**DIRECTIONS FOR THIS TASK**
Take down each entry exactly as written.

[Natural language region descriptions]
====================

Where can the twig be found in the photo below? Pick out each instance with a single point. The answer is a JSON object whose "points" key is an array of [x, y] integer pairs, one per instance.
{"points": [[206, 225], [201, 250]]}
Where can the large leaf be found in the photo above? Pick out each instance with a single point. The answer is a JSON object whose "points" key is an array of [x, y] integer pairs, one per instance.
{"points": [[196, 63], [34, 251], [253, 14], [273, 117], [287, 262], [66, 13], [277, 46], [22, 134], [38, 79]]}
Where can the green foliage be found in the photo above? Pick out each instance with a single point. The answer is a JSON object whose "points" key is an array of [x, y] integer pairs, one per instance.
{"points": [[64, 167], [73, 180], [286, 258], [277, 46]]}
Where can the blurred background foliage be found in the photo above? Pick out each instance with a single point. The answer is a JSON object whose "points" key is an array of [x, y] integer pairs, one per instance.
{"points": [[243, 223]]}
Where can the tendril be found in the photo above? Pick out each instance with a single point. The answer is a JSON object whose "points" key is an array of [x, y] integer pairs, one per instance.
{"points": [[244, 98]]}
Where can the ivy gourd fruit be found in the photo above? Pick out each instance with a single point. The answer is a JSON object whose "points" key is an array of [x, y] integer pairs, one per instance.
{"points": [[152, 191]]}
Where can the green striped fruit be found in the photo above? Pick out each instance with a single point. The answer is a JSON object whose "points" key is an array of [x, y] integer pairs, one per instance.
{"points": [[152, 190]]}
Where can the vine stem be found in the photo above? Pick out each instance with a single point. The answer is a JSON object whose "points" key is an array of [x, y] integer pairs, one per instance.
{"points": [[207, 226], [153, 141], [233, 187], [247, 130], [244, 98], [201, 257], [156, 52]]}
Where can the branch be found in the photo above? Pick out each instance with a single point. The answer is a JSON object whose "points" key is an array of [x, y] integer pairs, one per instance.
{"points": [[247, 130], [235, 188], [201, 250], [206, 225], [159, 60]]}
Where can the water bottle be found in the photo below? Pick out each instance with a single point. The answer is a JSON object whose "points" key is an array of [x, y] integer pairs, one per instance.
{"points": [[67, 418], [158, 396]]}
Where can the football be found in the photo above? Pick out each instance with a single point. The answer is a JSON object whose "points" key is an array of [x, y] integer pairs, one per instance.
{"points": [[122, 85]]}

====================

**EXERCISE RESPONSE**
Where can the twig be found in the photo below? Pick out each instance with a single point. The answer is a JSON object whose "points" key is an array of [x, y] integer pairs, one per instance.
{"points": [[206, 225], [201, 250]]}
Where can the large leaf be found in the photo above? Pick out each instance with a single point. The answer is a JSON object whose "points" key is an array of [x, y] integer pairs, one per instance.
{"points": [[196, 63], [34, 251], [253, 14], [273, 117], [287, 262], [66, 13], [277, 46], [22, 134], [38, 79]]}
Where can the green foliage be found in the photo above? Pick out each instance with a single point. The answer is a JSON object whose "points" key is an array of [x, y] integer pairs, one per instance.
{"points": [[64, 167], [73, 180], [286, 258], [277, 46]]}
Where can the blurred background foliage be found in the photo above? Pick out each instance with a single point. The answer is a JSON object whose "points" key is an array of [x, y] integer pairs, one per instance.
{"points": [[243, 223]]}
Where can the tendril be found in the photo above? Pick out each instance with a single point. The answer is a JSON object whose "points" key is an array of [x, y] integer pairs, one per instance.
{"points": [[244, 98]]}
Where can the ivy gourd fruit be found in the photo above? Pick out each instance with a single point. The answer is a JSON object whose "points" key is an array of [x, y] integer pairs, one per instance.
{"points": [[152, 191]]}
Where can the green striped fruit be found in the photo above? Pick out each instance with a single point. The answer is a JSON object whose "points" key is an array of [x, y] integer pairs, one per instance.
{"points": [[152, 190]]}
Where can the vine stem be found in the photo above? Pick out each instance with a single point. The answer is a JSON object whose "points" key is an array of [x, y] integer pairs, one per instance.
{"points": [[207, 226], [153, 141], [233, 187], [247, 130], [244, 98], [201, 257], [156, 52]]}
Where can the branch be found in the photo above? Pick out each instance with a single point. The answer is a JSON object whose "points" key is an array of [x, y] integer pairs, one per instance.
{"points": [[247, 130], [235, 188], [201, 250], [206, 225], [159, 60]]}
Where can the water bottle be found in the photo below? Pick out each instance with a single point. The answer is a JSON object whose "points" key is an array of [x, y] integer pairs, one per instance.
{"points": [[67, 418], [158, 396]]}
Where can the football be found in the photo above? Pick out each instance with a single point. The answer is a JSON object whose "points" key is an array of [x, y] integer pairs, one per instance.
{"points": [[122, 85]]}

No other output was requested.